::: Document text

Source: http://www.perthnow.com.au/news/wes...s/news-story/6439e692a5d5c7e30621071bf8263149


----------



## poledriver

Hefty.


----------



## Jabberwocky

poledriver said:


> Hefty.



That 22 year old must be wishing that he never watched a gangsta movie


----------



## poledriver

*Four charged after police seize more than $1 billion worth of the drug ice*

Australian Federal Police have seized more than $1 billion worth of the drug ice in a joint operation.

We will aim to bring you a live stream of the press conference held by AFP and NSW Police from 12pm onwards (AEDT). Tap the play button above to watch the live stream.

Four people have been charged by the Joint Organised Crime Group for their alleged involvement in the manufacture and importation of methylamphetamine.

Police allege the group were involved in the transportation of 720L of the illicit drug.


Read more at http://www.9news.com.au/national/20...ion-worth-of-the-drug-ice#3wWyAvcRB376IwX8.99


----------



## poledriver

*Meth worth 'more than $1 BILLION' seized in joint Australian police operation*

Police have seized more than $1 billion worth of ice is a massive drug bust. 
Four people have been charged over their alleged involvement in importing and manufacturing 720 litres of methylamphetamine, according to the Australian Federal Police.
The Joint Organised Crime Group operation involved the Australian Federal Police, NSW Police, Australian Border Force and Australian Crime Commission.

Minister for Justice Michael Keenan will hold a media conference in Sydney at midday.

::::::
::: Supplied data

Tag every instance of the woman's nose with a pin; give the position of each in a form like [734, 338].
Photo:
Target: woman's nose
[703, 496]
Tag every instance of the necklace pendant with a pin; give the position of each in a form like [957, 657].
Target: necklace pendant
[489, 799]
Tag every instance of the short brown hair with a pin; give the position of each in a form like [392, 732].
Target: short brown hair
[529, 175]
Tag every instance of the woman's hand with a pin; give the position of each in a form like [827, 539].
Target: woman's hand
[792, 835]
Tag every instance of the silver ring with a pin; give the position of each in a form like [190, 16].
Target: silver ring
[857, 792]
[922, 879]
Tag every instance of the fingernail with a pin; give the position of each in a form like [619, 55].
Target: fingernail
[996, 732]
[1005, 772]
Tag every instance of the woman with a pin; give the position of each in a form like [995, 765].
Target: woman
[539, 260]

::::::

__Given problem__.
Answer these questions using the forum thread about the ice seizure.
1. How many liters of methylamphetamine were involved?
2. Which four agencies took part in the Joint Organised Crime Group operation?
3. Who will hold a media conference in Sydney at midday?

__Solved exercise__.
1. 720 liters.
2. The Australian Federal Police, NSW Police, Australian Border Force and the Australian Crime Commission.
3. Minister for Justice Michael Keenan.